▸ **Work instructions**
1/ Answer these questions from the article on Hideki Matsui and Ichiro Suzuki.
(a) For which team was Matsui the World Series MVP?
(b) Of which team was Matsui a member when he returned to Yankee Stadium?
(c) What are the length and value of Ichiro's contract with the Mariners?
2/ Carry the article on Hideki Matsui and Ichiro Suzuki forward from its last sentence.

▸ **Extract to read**
Hideki Matsui and Ichiro Suzuki are nearly impossible to replace
|As Yu Darvish began his rock-star ascension with the Rangers this season, Hideki Matsui was looking for a job. Only three years earlier, Matsui was the World Series MVP for the Yankees, one of the most powerful sports franchises on the planet.
“I try not to remember any of that because it doesn’t really benefit me at this point, recalling the past experience,” Matsui said this week in his return to Yankee Stadium as a member of the Rays. “Until I’m done with baseball, I’ll just keep it in a certain part of my mind and hopefully reminisce at that point.”
When Hideki Matsui does call it quits, however, it will signal the end of an era as far as Japanese baseball’s imprint on the majors. While Yu Darvish has the star-power to carry that spotlight, along with the lesser constellation of Japanese players dotting the landscape, Matsui’s decade-long run in the States, including seven in the Bronx, may never be equaled.
And at the time Matsui is nearing the end — he turns 37 on Tuesday — so is Ichiro Suzuki, who is 38 and in the final season of his five-year, $90-million contract with the Mariners. Ichiro, who won both the American League MVP and Rookie of the Year in 2001, also is a 10-time All-Star.

▸ **Data shown**
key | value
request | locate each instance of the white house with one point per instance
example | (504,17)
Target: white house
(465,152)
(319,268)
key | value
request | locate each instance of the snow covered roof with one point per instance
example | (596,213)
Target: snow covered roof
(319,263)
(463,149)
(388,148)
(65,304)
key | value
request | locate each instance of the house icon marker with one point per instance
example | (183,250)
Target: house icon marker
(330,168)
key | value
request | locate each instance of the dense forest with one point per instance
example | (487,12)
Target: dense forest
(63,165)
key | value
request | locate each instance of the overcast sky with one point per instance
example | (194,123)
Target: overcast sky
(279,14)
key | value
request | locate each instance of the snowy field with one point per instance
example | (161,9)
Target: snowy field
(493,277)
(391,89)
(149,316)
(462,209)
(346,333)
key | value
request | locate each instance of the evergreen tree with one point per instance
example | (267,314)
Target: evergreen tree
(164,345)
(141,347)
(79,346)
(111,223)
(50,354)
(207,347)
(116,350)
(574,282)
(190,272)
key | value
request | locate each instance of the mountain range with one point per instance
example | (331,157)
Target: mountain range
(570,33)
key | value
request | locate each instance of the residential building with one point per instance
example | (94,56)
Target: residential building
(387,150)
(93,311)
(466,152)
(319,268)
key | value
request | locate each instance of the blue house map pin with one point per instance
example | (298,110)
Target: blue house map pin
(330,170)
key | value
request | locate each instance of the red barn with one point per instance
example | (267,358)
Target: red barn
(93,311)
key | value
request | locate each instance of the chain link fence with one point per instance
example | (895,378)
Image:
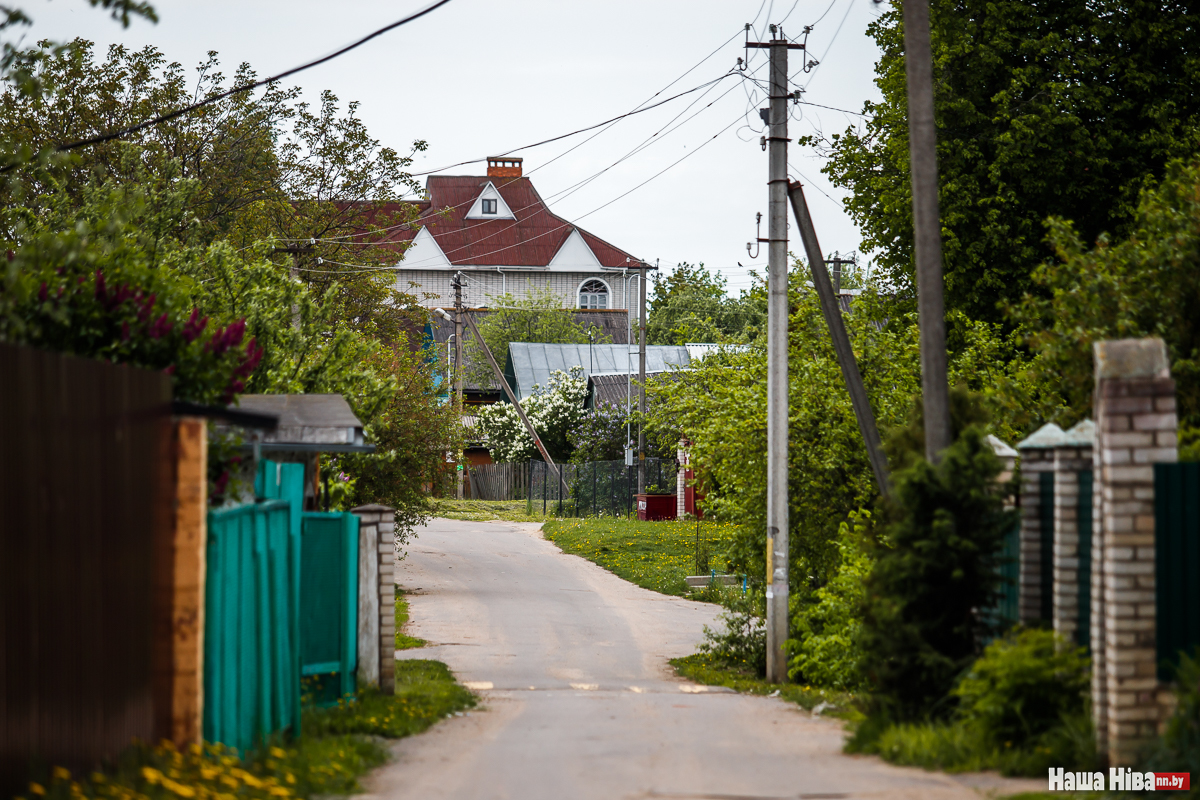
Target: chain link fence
(601,488)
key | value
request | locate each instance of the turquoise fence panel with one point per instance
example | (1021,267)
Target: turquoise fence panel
(1084,519)
(1176,563)
(251,662)
(329,605)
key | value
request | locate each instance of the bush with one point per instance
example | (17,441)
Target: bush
(937,572)
(1024,685)
(742,643)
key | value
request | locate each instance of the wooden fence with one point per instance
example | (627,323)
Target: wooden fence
(499,481)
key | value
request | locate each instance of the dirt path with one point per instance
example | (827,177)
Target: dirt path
(580,703)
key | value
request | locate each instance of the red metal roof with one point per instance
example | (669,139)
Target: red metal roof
(531,240)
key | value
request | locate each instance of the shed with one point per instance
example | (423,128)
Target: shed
(529,364)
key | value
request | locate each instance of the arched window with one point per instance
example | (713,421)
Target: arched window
(593,294)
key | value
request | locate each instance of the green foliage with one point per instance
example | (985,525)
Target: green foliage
(655,555)
(825,645)
(425,693)
(1036,118)
(539,317)
(1145,284)
(553,411)
(936,571)
(690,305)
(1024,685)
(1179,749)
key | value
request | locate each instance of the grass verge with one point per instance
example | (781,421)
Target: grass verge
(657,555)
(708,669)
(484,510)
(403,641)
(337,746)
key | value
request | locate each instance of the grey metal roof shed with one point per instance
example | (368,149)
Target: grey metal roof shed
(529,364)
(309,423)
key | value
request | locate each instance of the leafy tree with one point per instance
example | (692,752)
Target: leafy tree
(690,305)
(553,410)
(936,570)
(1063,109)
(538,317)
(1146,284)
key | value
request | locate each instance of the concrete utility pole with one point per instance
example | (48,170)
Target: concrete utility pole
(457,362)
(777,359)
(641,383)
(927,227)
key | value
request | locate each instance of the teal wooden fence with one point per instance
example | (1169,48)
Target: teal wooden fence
(1176,563)
(251,627)
(329,605)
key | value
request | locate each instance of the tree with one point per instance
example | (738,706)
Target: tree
(539,317)
(690,305)
(1063,109)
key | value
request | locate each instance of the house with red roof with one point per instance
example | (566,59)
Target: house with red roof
(498,232)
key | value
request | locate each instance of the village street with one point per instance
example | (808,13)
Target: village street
(579,699)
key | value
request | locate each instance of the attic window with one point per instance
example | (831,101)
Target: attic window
(593,294)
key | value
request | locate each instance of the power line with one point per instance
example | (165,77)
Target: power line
(238,90)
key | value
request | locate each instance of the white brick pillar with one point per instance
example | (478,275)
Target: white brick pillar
(377,596)
(1134,404)
(1037,459)
(1071,458)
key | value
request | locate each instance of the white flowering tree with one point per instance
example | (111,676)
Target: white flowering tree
(553,410)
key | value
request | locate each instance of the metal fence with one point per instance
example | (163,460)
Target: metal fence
(84,501)
(603,488)
(499,481)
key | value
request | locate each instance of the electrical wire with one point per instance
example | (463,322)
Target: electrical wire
(238,90)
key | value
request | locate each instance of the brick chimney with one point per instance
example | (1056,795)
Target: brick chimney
(507,167)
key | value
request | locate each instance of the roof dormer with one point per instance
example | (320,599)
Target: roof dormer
(490,205)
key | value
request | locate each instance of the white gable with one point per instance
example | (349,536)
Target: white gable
(575,253)
(424,253)
(502,208)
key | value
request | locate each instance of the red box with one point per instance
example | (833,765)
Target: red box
(657,506)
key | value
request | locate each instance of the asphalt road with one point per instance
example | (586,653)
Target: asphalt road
(579,701)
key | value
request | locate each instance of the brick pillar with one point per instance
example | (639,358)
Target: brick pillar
(1135,420)
(377,596)
(1071,457)
(1037,458)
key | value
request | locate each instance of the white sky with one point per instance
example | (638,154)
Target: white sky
(478,77)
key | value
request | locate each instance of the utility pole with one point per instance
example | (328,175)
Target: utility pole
(927,227)
(457,364)
(641,382)
(777,358)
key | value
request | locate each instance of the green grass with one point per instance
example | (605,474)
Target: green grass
(655,555)
(405,642)
(484,510)
(703,668)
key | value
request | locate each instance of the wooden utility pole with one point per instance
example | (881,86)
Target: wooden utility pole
(641,382)
(832,311)
(777,359)
(927,227)
(457,362)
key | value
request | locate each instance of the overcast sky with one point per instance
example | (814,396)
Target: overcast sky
(478,77)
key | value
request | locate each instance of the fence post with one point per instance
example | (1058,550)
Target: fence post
(1037,459)
(1071,457)
(1134,405)
(377,596)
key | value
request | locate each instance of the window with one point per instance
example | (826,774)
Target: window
(593,294)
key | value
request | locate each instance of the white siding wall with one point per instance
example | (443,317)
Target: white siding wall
(479,284)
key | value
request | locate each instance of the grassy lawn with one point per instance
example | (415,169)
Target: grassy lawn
(655,555)
(337,746)
(702,668)
(484,510)
(405,642)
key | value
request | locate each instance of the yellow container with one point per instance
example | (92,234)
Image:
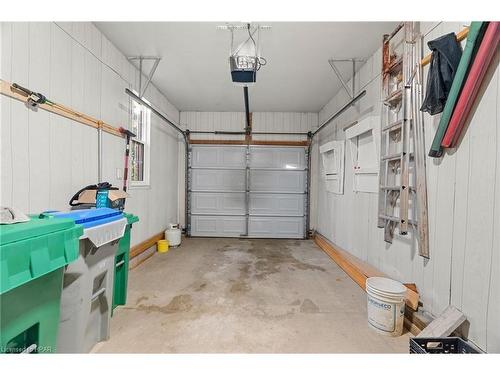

▸ **Answers for the exercise**
1/
(a) The Yankees
(b) The Rays
(c) Five years and $90 million

2/
As far as position players, Matsui and Ichiro are nearly impossible to replace. They were icons in Japan that became even bigger after their move to the majors, and when both soon retire — possibly at the end of this season — it will leave a sizable void with no immediate understudies.
Darvish now stirs the same kind of media frenzy, but he can’t do it all by himself. Even Daisuke Matsuzaka, who was the 2007 Darvish, couldn’t sustain the hype for as long a period as either Matsui or Ichiro and he’s now fighting to regain some momentum on his way back from Tommy John surgery.
When asked if there would be a new series of Japanese stars to replace this aging group, the Yankees’ Hiroki Kuroda smiled.
“I never thought that I was old,” Kuroda joked, as interpreted by Kenji Nimura. “But if you see a young guy coming like Darvish, you’re forced to think that you’re a veteran, so I guess there will be a next wave of players coming from Japan.”